### Exercise directions
In the rows below, begin at the line that has "Task: locate the maroon" and stop after the line that has "x=1028 y=67". Write those lines out again with "carpet" replaced by "rug", leaving everything else unchanged.

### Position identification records
## BEGIN

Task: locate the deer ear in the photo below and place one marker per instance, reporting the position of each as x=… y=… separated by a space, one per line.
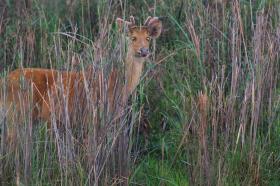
x=123 y=25
x=154 y=27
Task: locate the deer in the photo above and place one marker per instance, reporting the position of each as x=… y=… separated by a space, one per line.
x=43 y=83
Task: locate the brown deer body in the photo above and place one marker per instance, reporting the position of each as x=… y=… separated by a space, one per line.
x=44 y=83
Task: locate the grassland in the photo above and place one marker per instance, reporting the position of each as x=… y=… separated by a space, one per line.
x=207 y=111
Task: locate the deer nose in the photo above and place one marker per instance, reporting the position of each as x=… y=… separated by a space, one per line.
x=144 y=52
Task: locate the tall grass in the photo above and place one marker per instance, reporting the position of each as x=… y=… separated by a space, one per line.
x=206 y=112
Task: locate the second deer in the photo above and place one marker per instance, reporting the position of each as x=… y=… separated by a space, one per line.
x=44 y=83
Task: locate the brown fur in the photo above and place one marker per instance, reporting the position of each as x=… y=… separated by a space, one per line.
x=44 y=84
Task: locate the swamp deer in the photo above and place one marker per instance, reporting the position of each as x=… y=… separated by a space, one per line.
x=43 y=84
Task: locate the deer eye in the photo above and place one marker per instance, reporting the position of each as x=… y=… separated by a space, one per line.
x=133 y=39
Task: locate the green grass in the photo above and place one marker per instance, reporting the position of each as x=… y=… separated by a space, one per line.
x=235 y=63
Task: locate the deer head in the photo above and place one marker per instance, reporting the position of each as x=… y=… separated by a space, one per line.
x=140 y=36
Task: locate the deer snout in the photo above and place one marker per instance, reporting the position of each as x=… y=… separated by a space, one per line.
x=144 y=52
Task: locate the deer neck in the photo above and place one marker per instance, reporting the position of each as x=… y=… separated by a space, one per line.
x=133 y=71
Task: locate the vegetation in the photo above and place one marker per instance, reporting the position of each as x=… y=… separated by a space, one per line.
x=205 y=113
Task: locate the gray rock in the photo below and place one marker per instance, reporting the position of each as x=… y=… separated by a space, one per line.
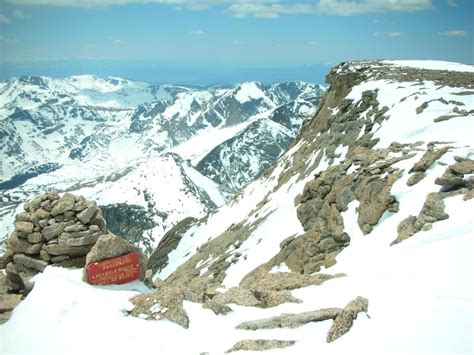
x=110 y=246
x=98 y=219
x=86 y=215
x=52 y=196
x=76 y=227
x=79 y=238
x=46 y=205
x=15 y=282
x=433 y=209
x=428 y=159
x=416 y=178
x=80 y=205
x=94 y=228
x=69 y=216
x=24 y=227
x=34 y=204
x=23 y=217
x=53 y=230
x=59 y=258
x=43 y=223
x=28 y=262
x=45 y=256
x=260 y=345
x=463 y=167
x=65 y=203
x=217 y=307
x=56 y=249
x=42 y=214
x=35 y=237
x=343 y=322
x=18 y=245
x=405 y=229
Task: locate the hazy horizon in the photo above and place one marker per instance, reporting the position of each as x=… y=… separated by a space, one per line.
x=205 y=42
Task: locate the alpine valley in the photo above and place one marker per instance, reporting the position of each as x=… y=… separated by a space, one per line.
x=150 y=155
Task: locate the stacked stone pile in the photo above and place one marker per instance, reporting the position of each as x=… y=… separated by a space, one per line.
x=53 y=229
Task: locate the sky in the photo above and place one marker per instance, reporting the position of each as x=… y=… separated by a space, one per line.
x=225 y=41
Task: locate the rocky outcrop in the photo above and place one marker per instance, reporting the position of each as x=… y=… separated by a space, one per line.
x=343 y=319
x=453 y=177
x=289 y=320
x=343 y=322
x=260 y=345
x=52 y=230
x=453 y=183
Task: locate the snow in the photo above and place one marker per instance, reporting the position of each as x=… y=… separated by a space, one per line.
x=249 y=91
x=198 y=146
x=420 y=291
x=405 y=125
x=420 y=302
x=206 y=184
x=432 y=65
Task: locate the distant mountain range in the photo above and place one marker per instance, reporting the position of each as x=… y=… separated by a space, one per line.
x=158 y=153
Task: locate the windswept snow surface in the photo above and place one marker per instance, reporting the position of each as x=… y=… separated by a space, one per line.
x=420 y=291
x=420 y=302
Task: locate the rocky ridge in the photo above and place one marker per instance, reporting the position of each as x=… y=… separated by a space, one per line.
x=340 y=157
x=52 y=230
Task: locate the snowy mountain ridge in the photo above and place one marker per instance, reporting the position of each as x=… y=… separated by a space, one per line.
x=107 y=136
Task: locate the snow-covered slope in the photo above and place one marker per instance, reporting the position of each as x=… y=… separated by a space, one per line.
x=387 y=158
x=84 y=133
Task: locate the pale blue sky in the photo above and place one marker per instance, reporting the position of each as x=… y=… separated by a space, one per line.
x=223 y=40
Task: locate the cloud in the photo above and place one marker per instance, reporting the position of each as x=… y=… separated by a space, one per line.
x=454 y=33
x=15 y=15
x=388 y=34
x=4 y=20
x=115 y=41
x=195 y=5
x=196 y=32
x=452 y=3
x=19 y=15
x=267 y=11
x=8 y=40
x=351 y=8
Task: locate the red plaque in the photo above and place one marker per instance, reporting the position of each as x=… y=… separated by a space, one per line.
x=119 y=270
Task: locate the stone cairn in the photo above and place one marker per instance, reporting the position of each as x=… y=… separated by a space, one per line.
x=54 y=229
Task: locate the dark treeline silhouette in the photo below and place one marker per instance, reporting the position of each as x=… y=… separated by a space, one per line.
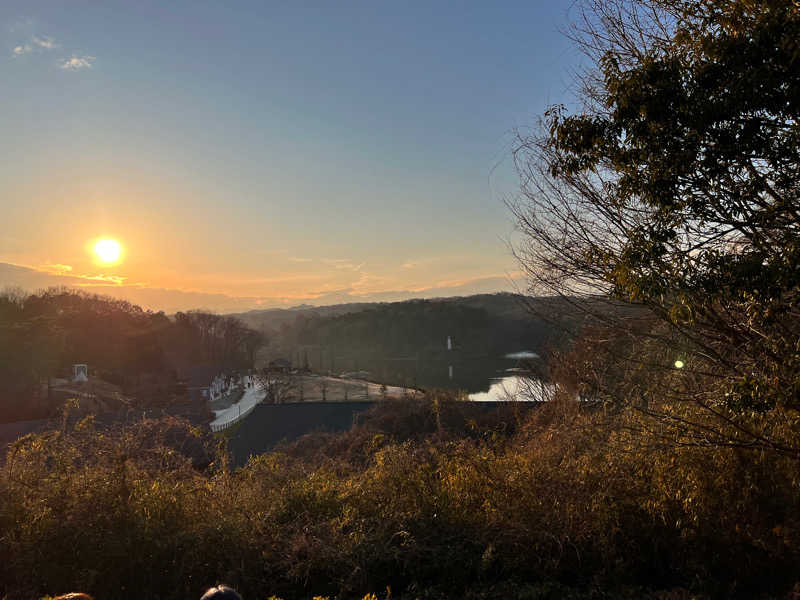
x=142 y=356
x=479 y=326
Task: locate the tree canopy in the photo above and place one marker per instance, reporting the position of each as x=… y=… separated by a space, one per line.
x=676 y=188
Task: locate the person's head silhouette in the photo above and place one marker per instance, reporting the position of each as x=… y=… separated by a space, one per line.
x=221 y=592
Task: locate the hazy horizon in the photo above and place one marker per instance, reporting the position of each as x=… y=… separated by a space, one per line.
x=270 y=154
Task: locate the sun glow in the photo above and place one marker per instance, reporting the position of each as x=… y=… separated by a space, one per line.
x=108 y=251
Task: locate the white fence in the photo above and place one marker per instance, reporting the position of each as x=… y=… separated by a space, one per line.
x=237 y=412
x=219 y=426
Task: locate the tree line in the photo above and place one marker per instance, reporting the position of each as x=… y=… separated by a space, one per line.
x=43 y=334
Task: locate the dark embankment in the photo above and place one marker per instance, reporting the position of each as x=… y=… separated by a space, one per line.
x=270 y=424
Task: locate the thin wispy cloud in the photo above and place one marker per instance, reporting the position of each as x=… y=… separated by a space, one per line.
x=45 y=42
x=56 y=268
x=343 y=264
x=77 y=63
x=36 y=42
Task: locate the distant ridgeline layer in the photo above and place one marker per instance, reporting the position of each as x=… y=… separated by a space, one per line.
x=270 y=424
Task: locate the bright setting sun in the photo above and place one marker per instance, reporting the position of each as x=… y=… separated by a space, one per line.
x=108 y=251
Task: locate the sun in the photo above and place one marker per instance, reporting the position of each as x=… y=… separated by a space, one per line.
x=108 y=251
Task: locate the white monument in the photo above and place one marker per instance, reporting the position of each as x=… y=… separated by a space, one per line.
x=80 y=373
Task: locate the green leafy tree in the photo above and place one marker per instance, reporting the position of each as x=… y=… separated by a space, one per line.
x=668 y=208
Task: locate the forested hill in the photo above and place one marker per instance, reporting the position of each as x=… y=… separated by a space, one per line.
x=136 y=358
x=480 y=325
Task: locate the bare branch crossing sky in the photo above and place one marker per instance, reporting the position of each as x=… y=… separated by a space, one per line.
x=251 y=154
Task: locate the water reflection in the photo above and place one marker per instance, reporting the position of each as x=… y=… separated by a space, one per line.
x=515 y=388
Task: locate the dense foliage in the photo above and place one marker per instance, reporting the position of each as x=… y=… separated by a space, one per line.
x=677 y=190
x=549 y=503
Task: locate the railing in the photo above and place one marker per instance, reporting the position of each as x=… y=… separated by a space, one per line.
x=225 y=424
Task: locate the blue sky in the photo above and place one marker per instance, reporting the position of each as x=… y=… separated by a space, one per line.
x=271 y=152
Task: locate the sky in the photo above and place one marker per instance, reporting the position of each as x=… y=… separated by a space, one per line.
x=258 y=154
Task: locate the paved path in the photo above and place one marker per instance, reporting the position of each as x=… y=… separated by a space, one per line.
x=252 y=396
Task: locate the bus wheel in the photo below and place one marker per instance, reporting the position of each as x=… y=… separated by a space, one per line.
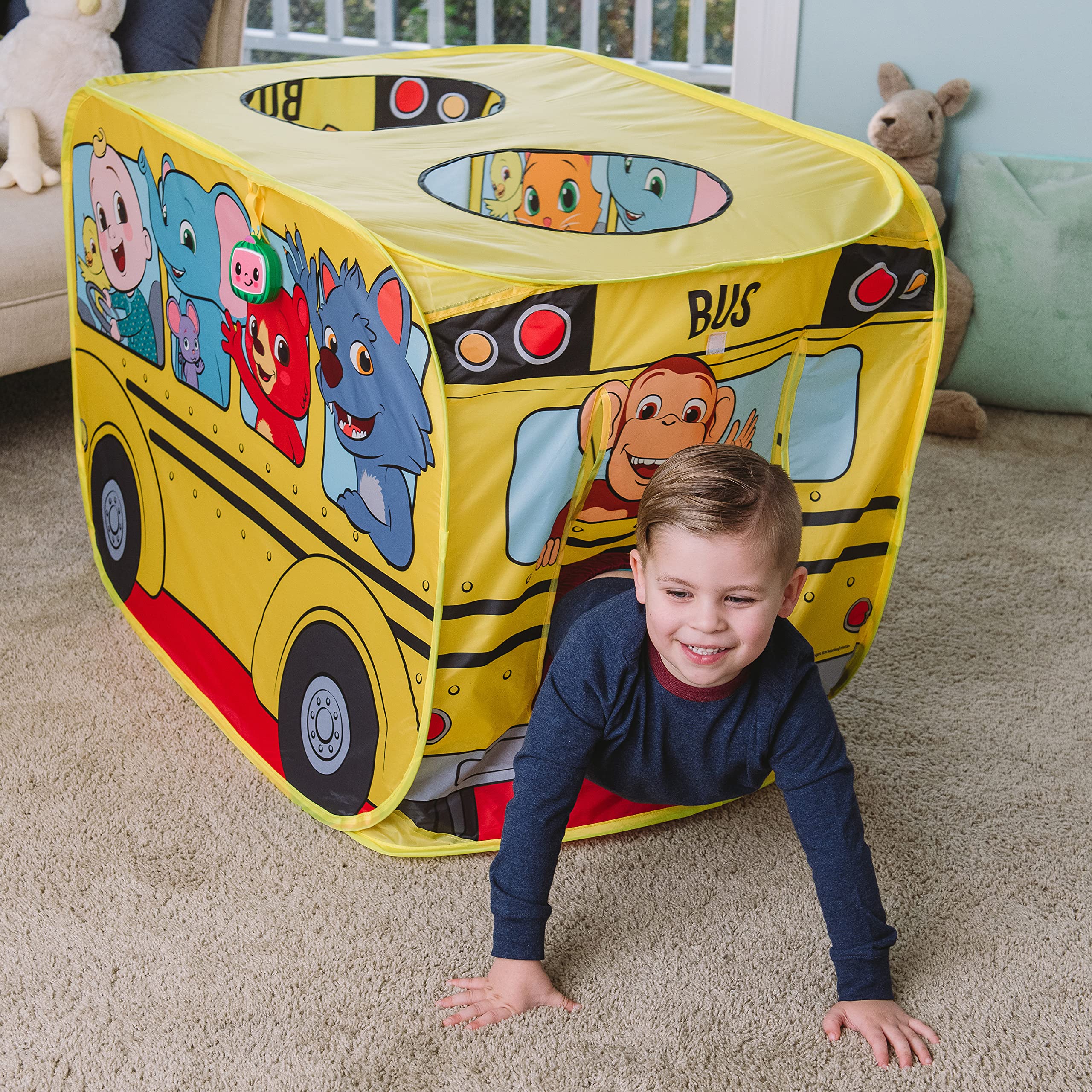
x=115 y=512
x=327 y=720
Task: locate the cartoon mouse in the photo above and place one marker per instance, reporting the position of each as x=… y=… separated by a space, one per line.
x=673 y=404
x=273 y=366
x=186 y=329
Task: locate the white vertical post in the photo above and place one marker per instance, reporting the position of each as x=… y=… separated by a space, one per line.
x=642 y=31
x=336 y=20
x=696 y=34
x=385 y=23
x=484 y=19
x=437 y=31
x=280 y=17
x=764 y=55
x=590 y=26
x=539 y=22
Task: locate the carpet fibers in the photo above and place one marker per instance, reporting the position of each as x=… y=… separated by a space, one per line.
x=170 y=921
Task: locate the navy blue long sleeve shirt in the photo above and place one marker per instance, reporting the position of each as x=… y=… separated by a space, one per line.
x=609 y=710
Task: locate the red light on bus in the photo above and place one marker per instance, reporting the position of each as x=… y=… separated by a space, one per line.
x=542 y=334
x=873 y=289
x=409 y=98
x=439 y=726
x=857 y=615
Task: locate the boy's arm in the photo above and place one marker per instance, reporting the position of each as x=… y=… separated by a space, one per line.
x=815 y=775
x=566 y=726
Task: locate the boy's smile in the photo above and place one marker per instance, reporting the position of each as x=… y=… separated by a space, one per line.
x=710 y=603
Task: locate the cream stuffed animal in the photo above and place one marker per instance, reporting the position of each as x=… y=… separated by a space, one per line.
x=910 y=128
x=44 y=61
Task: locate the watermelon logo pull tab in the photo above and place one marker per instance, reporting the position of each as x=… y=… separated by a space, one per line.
x=256 y=266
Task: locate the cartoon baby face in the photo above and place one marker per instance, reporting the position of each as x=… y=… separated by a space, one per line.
x=124 y=243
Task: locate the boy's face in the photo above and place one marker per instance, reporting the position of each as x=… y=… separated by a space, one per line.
x=710 y=603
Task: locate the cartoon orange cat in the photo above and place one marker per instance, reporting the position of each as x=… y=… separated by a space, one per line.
x=558 y=192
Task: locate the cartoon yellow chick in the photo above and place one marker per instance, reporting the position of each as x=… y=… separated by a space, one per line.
x=506 y=174
x=92 y=269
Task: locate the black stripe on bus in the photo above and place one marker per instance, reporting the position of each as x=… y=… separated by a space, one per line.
x=495 y=607
x=450 y=660
x=299 y=553
x=849 y=515
x=343 y=552
x=850 y=554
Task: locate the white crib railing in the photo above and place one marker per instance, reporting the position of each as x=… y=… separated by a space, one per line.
x=334 y=43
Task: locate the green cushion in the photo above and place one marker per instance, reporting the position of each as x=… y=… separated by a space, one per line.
x=1022 y=233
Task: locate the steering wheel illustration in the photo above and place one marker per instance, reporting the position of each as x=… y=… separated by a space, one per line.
x=101 y=306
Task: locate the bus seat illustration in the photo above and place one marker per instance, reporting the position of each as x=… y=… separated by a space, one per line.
x=365 y=378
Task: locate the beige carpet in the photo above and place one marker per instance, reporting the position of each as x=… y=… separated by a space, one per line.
x=170 y=921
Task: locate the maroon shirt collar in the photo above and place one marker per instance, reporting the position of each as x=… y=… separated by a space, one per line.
x=681 y=689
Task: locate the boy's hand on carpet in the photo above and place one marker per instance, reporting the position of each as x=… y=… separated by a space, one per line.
x=512 y=986
x=883 y=1022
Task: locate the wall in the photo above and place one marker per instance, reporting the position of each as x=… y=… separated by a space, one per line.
x=1028 y=67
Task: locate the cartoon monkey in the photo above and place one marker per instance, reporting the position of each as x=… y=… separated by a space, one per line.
x=673 y=404
x=273 y=365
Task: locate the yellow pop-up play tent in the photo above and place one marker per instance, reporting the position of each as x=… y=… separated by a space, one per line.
x=372 y=355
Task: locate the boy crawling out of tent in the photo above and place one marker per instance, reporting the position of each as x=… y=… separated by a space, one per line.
x=691 y=691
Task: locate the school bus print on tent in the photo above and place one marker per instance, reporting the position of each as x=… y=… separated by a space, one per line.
x=354 y=402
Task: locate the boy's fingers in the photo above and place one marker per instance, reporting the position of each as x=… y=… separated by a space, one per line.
x=877 y=1041
x=469 y=1014
x=470 y=995
x=921 y=1050
x=902 y=1051
x=494 y=1016
x=924 y=1030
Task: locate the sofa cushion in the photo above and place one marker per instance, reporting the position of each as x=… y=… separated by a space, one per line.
x=154 y=36
x=1020 y=232
x=33 y=296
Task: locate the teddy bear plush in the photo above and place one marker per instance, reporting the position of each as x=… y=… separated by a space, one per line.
x=45 y=59
x=910 y=127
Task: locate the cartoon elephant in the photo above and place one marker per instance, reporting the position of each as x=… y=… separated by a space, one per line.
x=196 y=232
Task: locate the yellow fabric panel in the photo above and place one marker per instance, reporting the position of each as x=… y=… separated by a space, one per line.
x=795 y=190
x=757 y=303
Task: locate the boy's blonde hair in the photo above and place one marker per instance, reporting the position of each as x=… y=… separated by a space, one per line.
x=719 y=488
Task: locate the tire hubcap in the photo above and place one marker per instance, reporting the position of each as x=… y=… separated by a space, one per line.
x=324 y=723
x=114 y=519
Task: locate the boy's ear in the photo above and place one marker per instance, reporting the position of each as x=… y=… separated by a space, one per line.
x=793 y=590
x=635 y=562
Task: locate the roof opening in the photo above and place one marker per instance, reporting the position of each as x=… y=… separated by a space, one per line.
x=591 y=192
x=366 y=103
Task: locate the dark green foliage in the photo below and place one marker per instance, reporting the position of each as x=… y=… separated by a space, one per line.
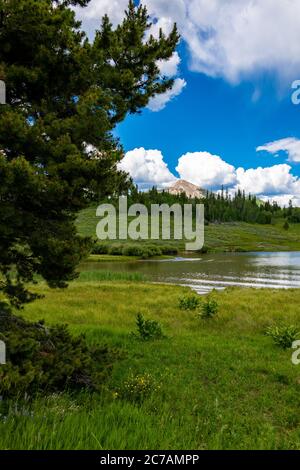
x=209 y=308
x=283 y=335
x=139 y=250
x=147 y=329
x=44 y=358
x=65 y=95
x=189 y=302
x=137 y=388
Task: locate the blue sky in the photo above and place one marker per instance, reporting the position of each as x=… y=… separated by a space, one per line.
x=230 y=118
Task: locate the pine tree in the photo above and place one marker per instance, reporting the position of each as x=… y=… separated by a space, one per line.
x=65 y=95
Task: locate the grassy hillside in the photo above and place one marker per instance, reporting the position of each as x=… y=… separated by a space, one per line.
x=216 y=384
x=222 y=237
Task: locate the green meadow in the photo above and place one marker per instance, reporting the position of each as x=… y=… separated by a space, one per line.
x=212 y=384
x=225 y=237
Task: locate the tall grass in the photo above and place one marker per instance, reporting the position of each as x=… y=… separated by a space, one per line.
x=222 y=383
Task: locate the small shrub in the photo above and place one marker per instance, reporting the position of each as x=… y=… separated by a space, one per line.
x=189 y=302
x=137 y=387
x=48 y=359
x=169 y=250
x=147 y=329
x=115 y=250
x=209 y=309
x=100 y=249
x=283 y=335
x=132 y=250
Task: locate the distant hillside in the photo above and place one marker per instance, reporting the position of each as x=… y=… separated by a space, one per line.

## END

### Exercise answer
Task: locate the maroon shirt collar in the photo above and place one marker per instance, reporting the position of each as x=… y=… separated by a space, one per line.
x=681 y=689
Task: locate the boy's hand on rug in the photo above and place one marker per instance, reporting the position of each as x=… y=… separated by a space, one per line.
x=512 y=986
x=883 y=1022
Task: locate the wall in the photo above and place one marker per instance, reporting the position of each as x=… y=… separated by a space, one per line.
x=1028 y=67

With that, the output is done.